## [Supplied material]
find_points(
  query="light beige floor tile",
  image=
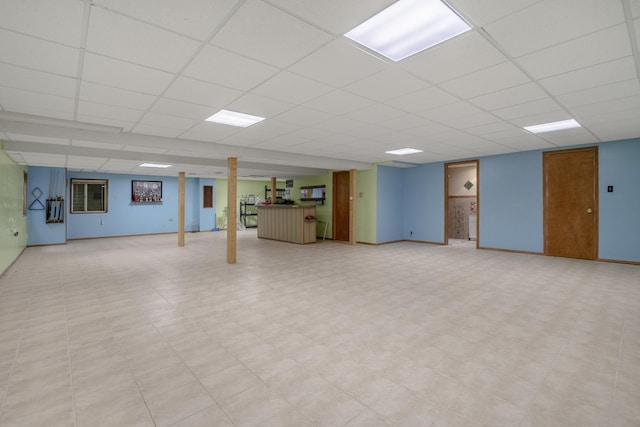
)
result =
(176, 404)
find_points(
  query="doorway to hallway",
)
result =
(461, 203)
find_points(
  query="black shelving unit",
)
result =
(248, 210)
(279, 194)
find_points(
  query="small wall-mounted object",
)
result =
(146, 192)
(36, 205)
(55, 210)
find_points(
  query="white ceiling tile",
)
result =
(94, 144)
(55, 21)
(388, 83)
(422, 100)
(143, 149)
(38, 54)
(120, 74)
(451, 111)
(102, 94)
(335, 16)
(40, 139)
(596, 75)
(193, 18)
(621, 104)
(119, 113)
(197, 92)
(35, 103)
(485, 81)
(457, 57)
(551, 22)
(482, 13)
(404, 123)
(156, 130)
(51, 160)
(210, 132)
(526, 109)
(292, 88)
(84, 162)
(472, 120)
(595, 48)
(275, 37)
(567, 137)
(166, 121)
(259, 106)
(106, 121)
(215, 65)
(120, 37)
(37, 81)
(601, 93)
(375, 113)
(525, 142)
(304, 116)
(544, 117)
(510, 96)
(183, 109)
(338, 102)
(338, 63)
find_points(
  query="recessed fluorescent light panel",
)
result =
(553, 126)
(408, 27)
(404, 151)
(234, 118)
(154, 165)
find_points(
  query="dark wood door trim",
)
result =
(593, 204)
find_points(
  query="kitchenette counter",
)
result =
(287, 223)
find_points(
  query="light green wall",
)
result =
(324, 212)
(365, 200)
(11, 216)
(244, 188)
(366, 191)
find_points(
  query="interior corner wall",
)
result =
(390, 197)
(510, 202)
(12, 219)
(41, 233)
(619, 218)
(424, 203)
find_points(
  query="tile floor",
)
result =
(139, 332)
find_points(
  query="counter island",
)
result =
(288, 223)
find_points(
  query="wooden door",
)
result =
(341, 206)
(571, 203)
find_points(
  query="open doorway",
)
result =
(461, 203)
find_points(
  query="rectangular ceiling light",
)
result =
(154, 165)
(553, 126)
(408, 27)
(234, 118)
(404, 151)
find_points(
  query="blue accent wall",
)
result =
(619, 211)
(510, 202)
(124, 218)
(390, 200)
(206, 215)
(424, 203)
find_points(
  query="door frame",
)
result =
(475, 163)
(596, 204)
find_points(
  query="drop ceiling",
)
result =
(105, 85)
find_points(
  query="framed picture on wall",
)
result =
(146, 191)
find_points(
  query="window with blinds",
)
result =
(89, 195)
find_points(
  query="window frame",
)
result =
(86, 182)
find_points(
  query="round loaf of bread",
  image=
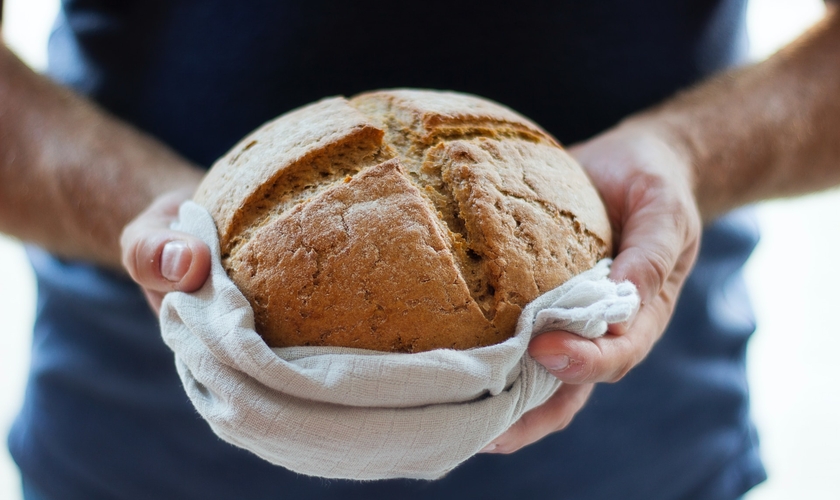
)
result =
(401, 221)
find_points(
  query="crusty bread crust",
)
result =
(401, 221)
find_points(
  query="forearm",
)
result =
(72, 176)
(764, 131)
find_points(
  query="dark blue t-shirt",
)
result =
(104, 414)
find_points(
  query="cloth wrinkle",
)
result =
(355, 414)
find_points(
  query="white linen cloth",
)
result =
(358, 414)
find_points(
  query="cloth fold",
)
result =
(356, 414)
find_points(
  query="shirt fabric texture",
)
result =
(105, 415)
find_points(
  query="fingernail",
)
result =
(175, 260)
(555, 363)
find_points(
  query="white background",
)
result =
(793, 277)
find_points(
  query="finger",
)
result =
(552, 416)
(658, 234)
(160, 259)
(577, 360)
(154, 299)
(163, 260)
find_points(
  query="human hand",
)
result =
(646, 182)
(160, 259)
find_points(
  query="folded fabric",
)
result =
(357, 414)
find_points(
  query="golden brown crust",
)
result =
(401, 221)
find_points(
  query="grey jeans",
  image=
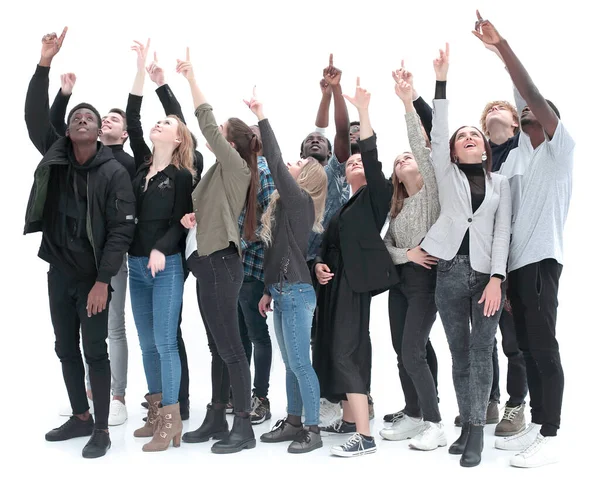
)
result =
(117, 339)
(470, 334)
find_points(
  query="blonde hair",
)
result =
(312, 180)
(183, 155)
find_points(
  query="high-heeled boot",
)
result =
(472, 454)
(241, 437)
(458, 447)
(148, 429)
(168, 428)
(214, 426)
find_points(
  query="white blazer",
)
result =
(489, 226)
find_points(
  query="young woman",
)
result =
(354, 265)
(228, 186)
(415, 208)
(471, 239)
(163, 187)
(295, 209)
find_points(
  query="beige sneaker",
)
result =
(512, 422)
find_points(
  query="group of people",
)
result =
(476, 221)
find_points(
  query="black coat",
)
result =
(368, 265)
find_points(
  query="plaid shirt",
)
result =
(253, 253)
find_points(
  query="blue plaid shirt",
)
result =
(338, 193)
(253, 253)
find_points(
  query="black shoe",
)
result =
(241, 437)
(214, 426)
(74, 427)
(472, 455)
(459, 445)
(97, 446)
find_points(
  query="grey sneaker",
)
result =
(512, 422)
(305, 441)
(281, 432)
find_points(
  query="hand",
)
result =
(142, 53)
(156, 262)
(487, 33)
(264, 305)
(67, 81)
(331, 74)
(492, 295)
(185, 67)
(189, 221)
(404, 91)
(97, 299)
(421, 257)
(51, 45)
(323, 273)
(156, 73)
(255, 105)
(361, 97)
(440, 65)
(325, 87)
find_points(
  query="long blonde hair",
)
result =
(313, 180)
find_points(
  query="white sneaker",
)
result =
(329, 412)
(543, 451)
(117, 414)
(404, 428)
(520, 441)
(430, 438)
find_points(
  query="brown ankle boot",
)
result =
(168, 428)
(149, 426)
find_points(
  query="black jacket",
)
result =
(111, 203)
(367, 262)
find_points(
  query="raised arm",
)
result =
(37, 111)
(224, 153)
(488, 34)
(341, 142)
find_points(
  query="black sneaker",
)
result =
(355, 446)
(74, 427)
(261, 410)
(97, 446)
(305, 441)
(339, 427)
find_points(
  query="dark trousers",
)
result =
(255, 333)
(412, 313)
(533, 294)
(68, 300)
(220, 277)
(516, 379)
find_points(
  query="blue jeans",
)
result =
(293, 308)
(156, 303)
(257, 332)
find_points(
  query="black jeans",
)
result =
(254, 326)
(533, 294)
(412, 311)
(68, 300)
(516, 378)
(220, 278)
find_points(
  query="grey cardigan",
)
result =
(489, 226)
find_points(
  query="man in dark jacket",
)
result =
(83, 204)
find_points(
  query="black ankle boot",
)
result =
(459, 444)
(472, 455)
(241, 437)
(214, 426)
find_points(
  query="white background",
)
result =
(282, 48)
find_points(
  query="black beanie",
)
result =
(85, 106)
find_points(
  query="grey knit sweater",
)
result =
(419, 211)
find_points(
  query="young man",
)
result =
(540, 174)
(114, 135)
(83, 204)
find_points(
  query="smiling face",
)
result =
(83, 126)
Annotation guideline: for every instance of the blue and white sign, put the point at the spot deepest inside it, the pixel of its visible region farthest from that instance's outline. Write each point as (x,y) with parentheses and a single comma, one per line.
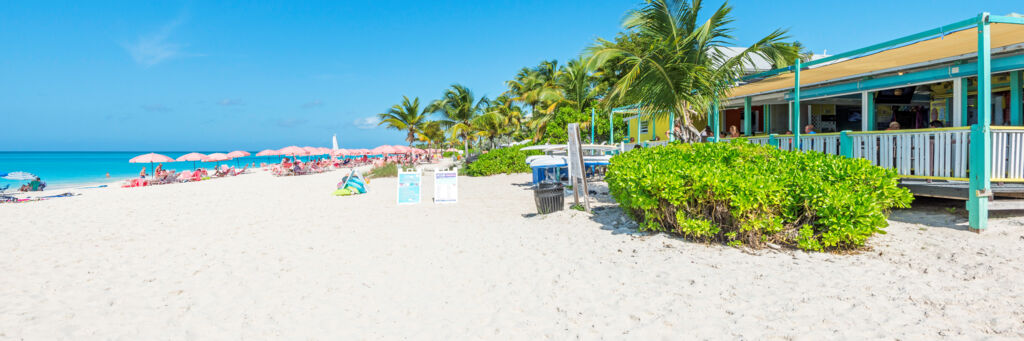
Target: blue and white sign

## [Goal]
Revise the data above by replacing every occurrence of "find_points" with "locate_points", keeping everything else the same. Leave the pictures out of your version.

## [Reply]
locate_points(
  query="light beige floor tile",
  image=
)
result =
(176, 404)
locate_points(
  query="doorway to hallway",
)
result =
(461, 203)
locate_points(
  query="black shelving unit",
)
result =
(248, 210)
(279, 194)
locate_points(
  query="small wall-mounted object",
)
result =
(146, 192)
(36, 205)
(55, 210)
locate_points(
  query="white ceiling tile",
)
result =
(94, 144)
(55, 21)
(388, 83)
(422, 100)
(143, 149)
(38, 54)
(120, 74)
(451, 111)
(102, 94)
(335, 16)
(40, 139)
(596, 75)
(193, 18)
(621, 104)
(119, 113)
(197, 92)
(35, 103)
(485, 81)
(457, 57)
(551, 22)
(482, 13)
(404, 123)
(156, 130)
(51, 160)
(210, 132)
(526, 109)
(292, 88)
(84, 162)
(472, 120)
(595, 48)
(275, 37)
(567, 137)
(166, 121)
(259, 106)
(106, 121)
(215, 65)
(120, 37)
(37, 81)
(601, 93)
(375, 113)
(525, 142)
(304, 116)
(544, 117)
(510, 96)
(183, 109)
(338, 102)
(338, 63)
locate_points(
  query="recessed fluorescent light panel",
)
result =
(553, 126)
(408, 27)
(404, 151)
(234, 118)
(154, 165)
locate_points(
  query="dark wood door trim",
)
result =
(593, 204)
locate_points(
  query="kitchenette counter",
)
result =
(287, 223)
locate_points(
  query="light green wall",
)
result =
(324, 212)
(365, 200)
(11, 216)
(244, 188)
(366, 191)
locate_points(
  query="interior corner wall",
)
result =
(390, 197)
(510, 202)
(12, 219)
(41, 233)
(619, 218)
(424, 203)
locate_points(
  query="tile floor",
)
result =
(139, 332)
locate_points(
  query="counter island",
)
result =
(288, 223)
locate_points(
  query="wooden door",
)
result =
(341, 206)
(571, 203)
locate_points(
  query="open doorway",
)
result =
(461, 203)
locate_points(
  query="rectangular ceiling light",
)
result =
(154, 165)
(553, 126)
(408, 27)
(234, 118)
(404, 151)
locate_points(
  query="blue accent wall",
)
result =
(619, 211)
(510, 202)
(124, 218)
(390, 200)
(206, 215)
(424, 203)
locate_points(
  query="door frame",
)
result =
(475, 163)
(596, 204)
locate_points(
  query="drop ceiling",
)
result =
(105, 85)
locate_points(
  query="framed picture on wall",
)
result =
(146, 191)
locate_points(
  query="window with blinds",
)
result =
(89, 195)
locate_points(
  query="window frame",
)
result =
(86, 182)
locate_points(
  query="round loaf of bread",
  image=
)
result =
(401, 221)
locate_points(
  query="crusty bread crust",
)
result =
(401, 221)
locate_points(
  query="forearm",
)
result =
(72, 176)
(764, 131)
locate_points(
  query="dark blue t-shirt",
)
result =
(104, 414)
locate_points(
  query="cloth wrinkle",
)
result =
(355, 414)
locate_points(
  query="white linen cloth",
)
result =
(358, 414)
locate_points(
  query="cloth fold",
)
result =
(356, 414)
locate_points(
  query="shirt fabric texture",
)
result =
(105, 415)
locate_points(
  query="fingernail",
)
result =
(175, 260)
(555, 363)
locate_points(
  query="white background",
)
result =
(793, 277)
locate_points(
  query="finger",
)
result =
(552, 416)
(658, 234)
(160, 259)
(577, 360)
(154, 299)
(163, 260)
locate_points(
  query="human hand",
)
result =
(646, 182)
(160, 259)
locate_points(
  query="folded fabric",
)
result =
(357, 414)
locate_points(
  query="golden brown crust",
)
result =
(401, 221)
locate_points(
  query="grey jeans",
  image=
)
result =
(117, 339)
(470, 334)
locate_points(
  query="blonde hair",
)
result =
(312, 180)
(183, 155)
locate_points(
  query="high-heeled boot",
)
result =
(472, 454)
(241, 437)
(458, 447)
(148, 429)
(168, 428)
(214, 426)
locate_points(
  query="white blazer",
)
result =
(489, 226)
locate_points(
  query="young woman",
)
result =
(354, 265)
(228, 186)
(415, 208)
(471, 239)
(163, 187)
(295, 209)
locate_points(
  query="beige sneaker",
)
result =
(512, 422)
locate_points(
  query="group of people",
)
result =
(476, 221)
locate_points(
  query="black coat",
)
result =
(368, 265)
locate_points(
  query="plaid shirt",
)
result =
(253, 253)
locate_points(
  query="blue plaid shirt",
)
result =
(338, 193)
(253, 253)
locate_points(
  query="black shoe",
)
result =
(241, 437)
(214, 426)
(74, 427)
(472, 455)
(459, 445)
(97, 446)
locate_points(
  query="grey sneaker",
)
result =
(512, 422)
(305, 441)
(281, 432)
locate_points(
  query="hand",
)
result =
(142, 53)
(156, 262)
(487, 33)
(264, 305)
(67, 81)
(331, 74)
(492, 295)
(185, 67)
(189, 221)
(404, 91)
(97, 299)
(421, 257)
(51, 45)
(323, 273)
(156, 73)
(255, 105)
(361, 97)
(440, 65)
(325, 87)
locate_points(
  query="long blonde hair",
)
result =
(313, 180)
locate_points(
  query="white sneaker",
)
result =
(329, 412)
(543, 451)
(117, 414)
(404, 428)
(520, 441)
(430, 438)
locate_points(
  query="brown ankle boot",
)
result =
(168, 428)
(149, 426)
locate_points(
  query="black jacket",
)
result =
(111, 203)
(367, 262)
locate_points(
  query="raised arm",
)
result =
(37, 111)
(224, 153)
(488, 34)
(341, 142)
locate_points(
  query="black sneaker",
)
result =
(355, 446)
(74, 427)
(261, 410)
(97, 446)
(305, 441)
(339, 427)
locate_points(
  query="dark trousers",
)
result =
(255, 333)
(412, 313)
(533, 294)
(68, 300)
(220, 277)
(516, 379)
locate_points(
  query="blue jeans",
)
result =
(293, 308)
(156, 303)
(257, 332)
locate_points(
  query="black jeans",
)
result =
(254, 326)
(533, 294)
(412, 311)
(68, 300)
(516, 378)
(220, 278)
locate_points(
  query="grey cardigan",
)
result =
(489, 226)
locate_points(
  query="man in dark jacket",
)
result =
(83, 204)
locate_points(
  query="black ankle boot",
)
result =
(459, 444)
(472, 455)
(241, 437)
(214, 426)
locate_points(
  query="white background",
)
result =
(282, 48)
locate_points(
  query="black beanie",
)
result =
(85, 106)
locate_points(
  query="grey knit sweater",
)
result =
(419, 211)
locate_points(
  query="young man",
)
result =
(540, 174)
(114, 135)
(83, 204)
locate_points(
  query="smiling face",
)
result =
(83, 126)
Annotation guideline: for every instance of the blue and white sign, put the point at the spot deepest inside it, the pixel of its visible region farthest from that instance's outline. Write each point as (x,y) with parentheses and a single comma, one per line.
Target: blue and white sign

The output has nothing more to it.